TASK ITEM: What's wanted is a faithful retyping of every entry, pictures excluded.

= Beginning of Section =

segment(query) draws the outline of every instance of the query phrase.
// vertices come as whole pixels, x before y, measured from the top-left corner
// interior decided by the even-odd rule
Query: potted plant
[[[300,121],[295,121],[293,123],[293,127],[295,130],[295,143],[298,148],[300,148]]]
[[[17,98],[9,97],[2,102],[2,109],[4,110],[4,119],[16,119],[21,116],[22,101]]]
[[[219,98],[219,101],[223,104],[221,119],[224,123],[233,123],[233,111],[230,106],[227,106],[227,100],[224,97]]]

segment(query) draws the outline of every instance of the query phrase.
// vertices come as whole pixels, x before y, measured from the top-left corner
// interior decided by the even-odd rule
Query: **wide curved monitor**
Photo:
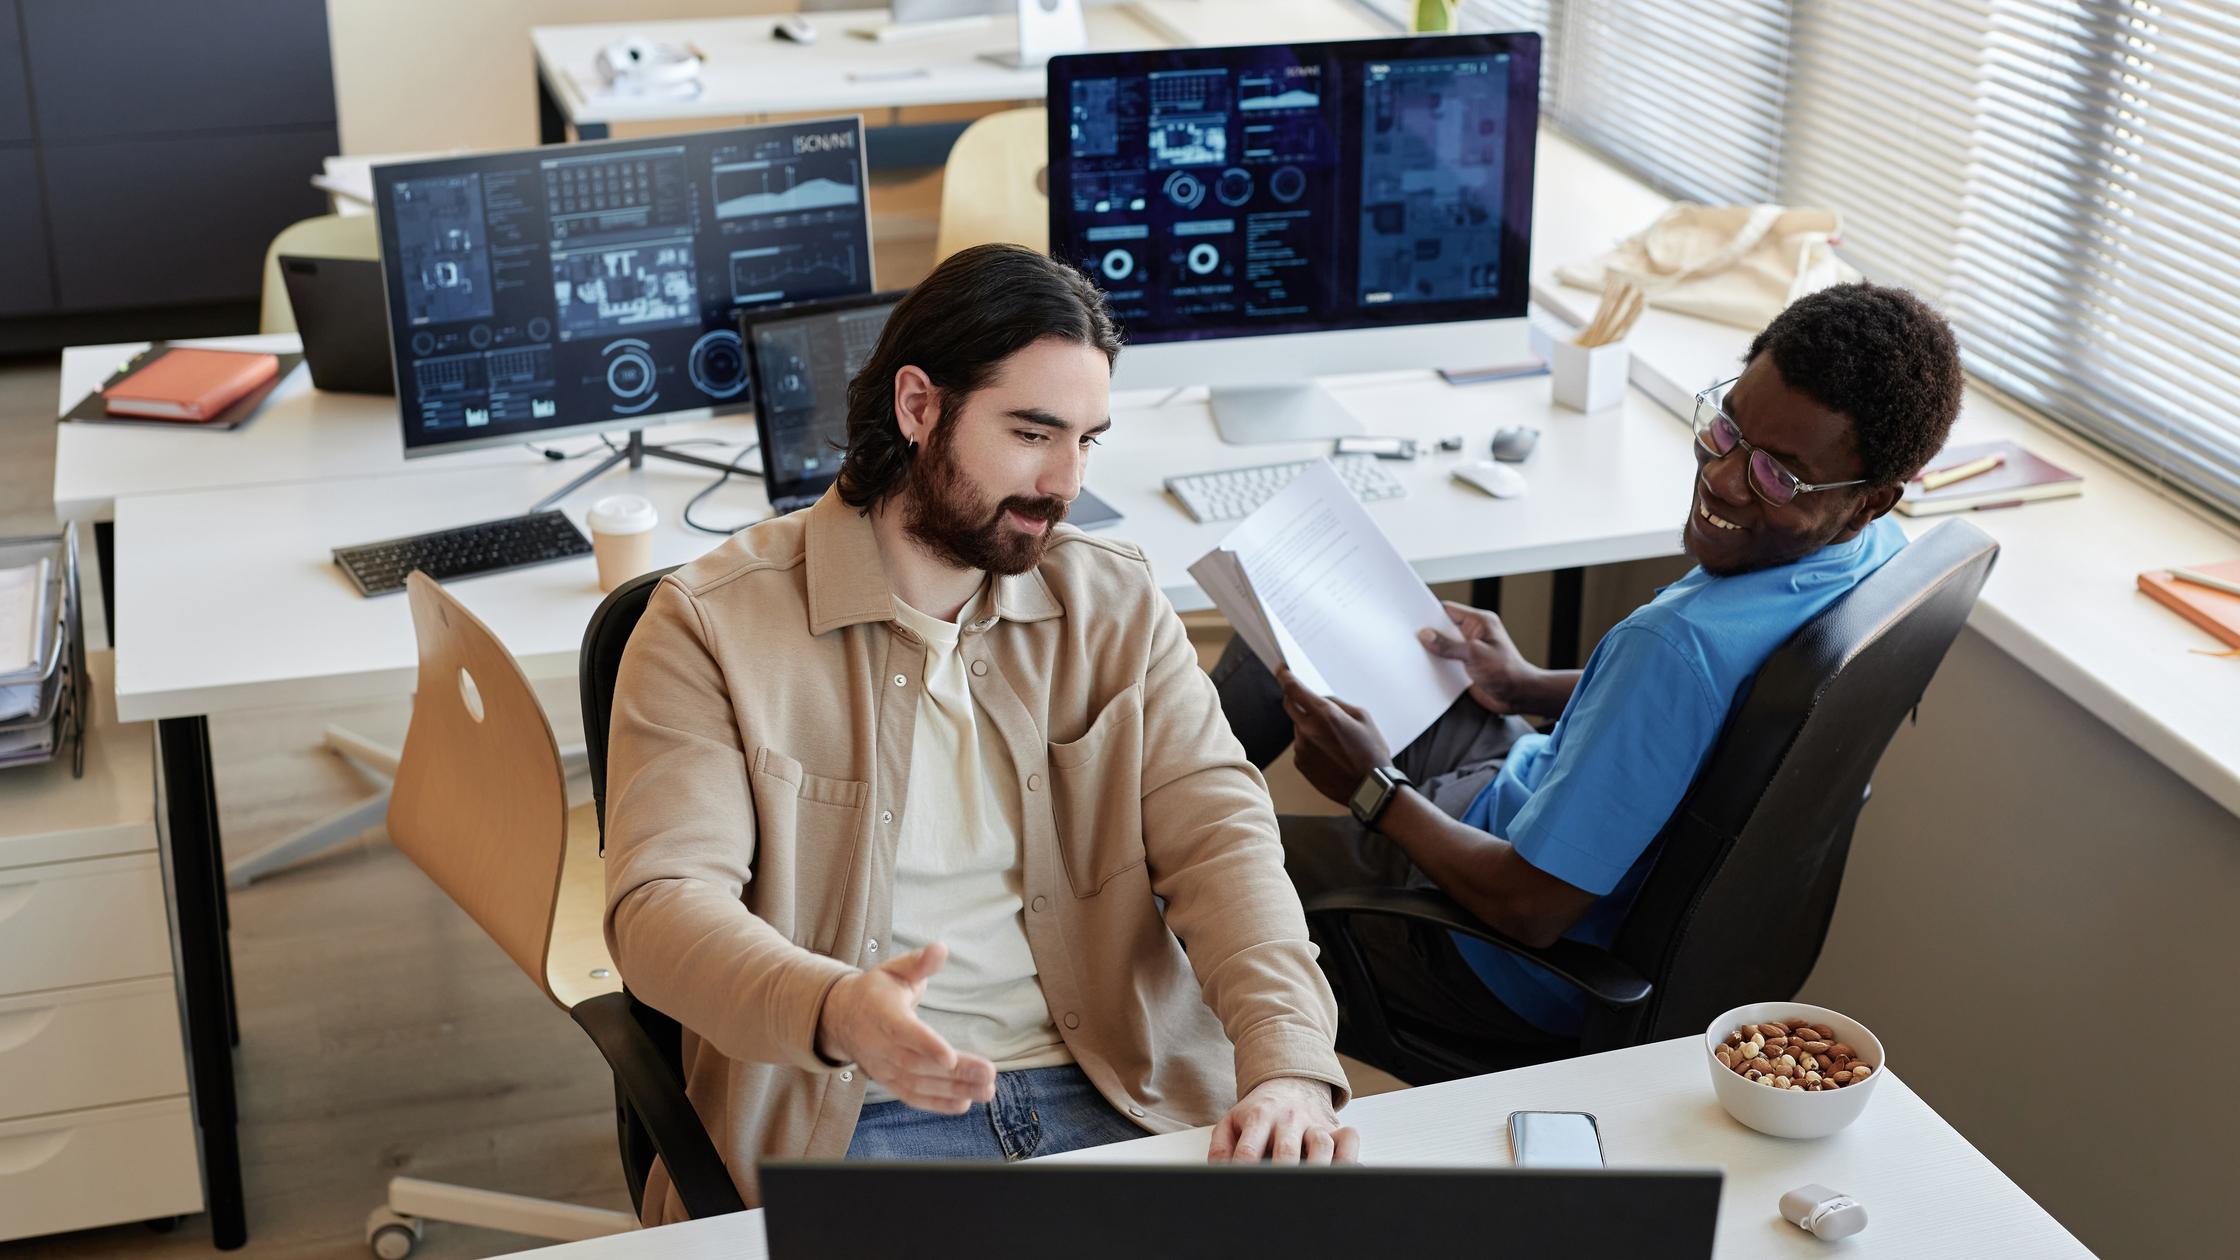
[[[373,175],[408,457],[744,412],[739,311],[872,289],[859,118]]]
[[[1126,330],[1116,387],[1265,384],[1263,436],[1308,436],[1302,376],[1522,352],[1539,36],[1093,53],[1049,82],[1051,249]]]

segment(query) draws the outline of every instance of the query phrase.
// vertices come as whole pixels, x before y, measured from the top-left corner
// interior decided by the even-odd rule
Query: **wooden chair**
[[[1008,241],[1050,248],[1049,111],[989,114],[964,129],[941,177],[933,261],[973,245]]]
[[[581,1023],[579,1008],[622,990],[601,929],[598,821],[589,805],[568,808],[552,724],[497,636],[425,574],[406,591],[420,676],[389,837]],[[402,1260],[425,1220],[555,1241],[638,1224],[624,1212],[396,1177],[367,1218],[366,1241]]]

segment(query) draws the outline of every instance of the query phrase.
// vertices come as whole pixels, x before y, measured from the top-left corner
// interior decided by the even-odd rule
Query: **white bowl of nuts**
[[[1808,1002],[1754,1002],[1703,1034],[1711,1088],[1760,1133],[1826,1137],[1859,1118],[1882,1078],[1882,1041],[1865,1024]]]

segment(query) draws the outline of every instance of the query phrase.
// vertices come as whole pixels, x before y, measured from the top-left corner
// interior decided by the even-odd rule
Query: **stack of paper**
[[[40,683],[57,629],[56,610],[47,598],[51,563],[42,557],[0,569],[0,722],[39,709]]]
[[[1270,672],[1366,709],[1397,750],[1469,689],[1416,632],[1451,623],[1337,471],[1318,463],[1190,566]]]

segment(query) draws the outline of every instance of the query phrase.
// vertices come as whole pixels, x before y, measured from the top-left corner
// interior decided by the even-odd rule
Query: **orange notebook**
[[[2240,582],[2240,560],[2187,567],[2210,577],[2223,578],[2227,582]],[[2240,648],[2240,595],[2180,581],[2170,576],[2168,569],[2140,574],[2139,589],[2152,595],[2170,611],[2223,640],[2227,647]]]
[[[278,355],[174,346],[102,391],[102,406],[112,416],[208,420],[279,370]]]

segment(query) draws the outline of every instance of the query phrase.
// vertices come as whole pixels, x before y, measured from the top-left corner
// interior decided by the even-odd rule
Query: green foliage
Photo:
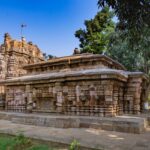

= End of Section =

EXPECTED ANSWER:
segment(query) draws the outline of every instance of the query phrase.
// vertices come as whole pixels, x before y, measured from the top-left corner
// interior decided by the even-odd rule
Query: potted plant
[[[300,121],[295,121],[293,123],[293,127],[295,130],[295,143],[298,148],[300,148]]]
[[[17,98],[9,97],[2,102],[2,109],[4,110],[4,119],[16,119],[21,116],[22,101]]]
[[[219,98],[219,101],[223,104],[221,119],[224,123],[233,123],[233,111],[230,106],[227,106],[227,100],[224,97]]]

segment(query) draws the outline of every instance of the query phrase.
// vertices come as whole pixels, x before y, measured from the top-left corner
// interior decided by the even-odd rule
Query: **wide curved monitor**
Photo:
[[[373,175],[408,457],[744,412],[739,311],[872,289],[859,118]]]
[[[1126,330],[1116,387],[1265,384],[1263,436],[1308,436],[1302,376],[1522,352],[1539,36],[1093,53],[1049,82],[1051,249]]]

segment(query) draws the outline of every instance of the query phrase.
// vertices come as whole pixels, x before y, measured from the top-left corner
// interior decided by the even-odd rule
Query: **wooden chair**
[[[1008,241],[1050,248],[1049,111],[989,114],[964,129],[941,177],[933,261],[973,245]]]
[[[581,1023],[579,1008],[622,990],[601,929],[598,821],[589,805],[568,808],[552,724],[497,636],[425,574],[406,591],[420,676],[389,837]],[[402,1260],[425,1220],[555,1241],[638,1224],[624,1212],[396,1177],[367,1218],[366,1241]]]

segment(query) draws the outline of every instance of the query phrase.
// vertices come as whole pixels, x before y, measured from the top-left corner
// interior decided by the even-odd rule
Query: **white bowl of nuts**
[[[1808,1002],[1754,1002],[1703,1034],[1711,1088],[1760,1133],[1826,1137],[1859,1118],[1882,1078],[1882,1041],[1865,1024]]]

segment(query) draws the outline of every instance of the query phrase.
// vertices come as whole pixels, x before y, measured from the top-left corner
// interior decided by the even-odd rule
Query: **stack of paper**
[[[40,683],[57,629],[56,610],[47,598],[51,563],[42,557],[0,569],[0,722],[39,709]]]
[[[1270,672],[1366,709],[1397,750],[1469,689],[1416,632],[1451,623],[1337,471],[1318,463],[1190,566]]]

segment(query) draws the outline of every instance of the query phrase.
// vertices come as whole pixels, x before y, measured from the top-left corner
// interior decided by the even-odd rule
Query: **orange notebook**
[[[2240,582],[2240,560],[2187,567],[2210,577],[2223,578],[2227,582]],[[2240,648],[2240,595],[2180,581],[2170,576],[2168,569],[2140,574],[2139,589],[2152,595],[2170,611],[2223,640],[2227,647]]]
[[[278,355],[174,346],[102,391],[102,406],[112,416],[208,420],[279,370]]]

segment(query) draws the outline of every instance of the query phrase.
// vertices come as whole pixels, x before y, measured from the top-left corner
// interior decided by the even-odd rule
Query: green foliage
Photo:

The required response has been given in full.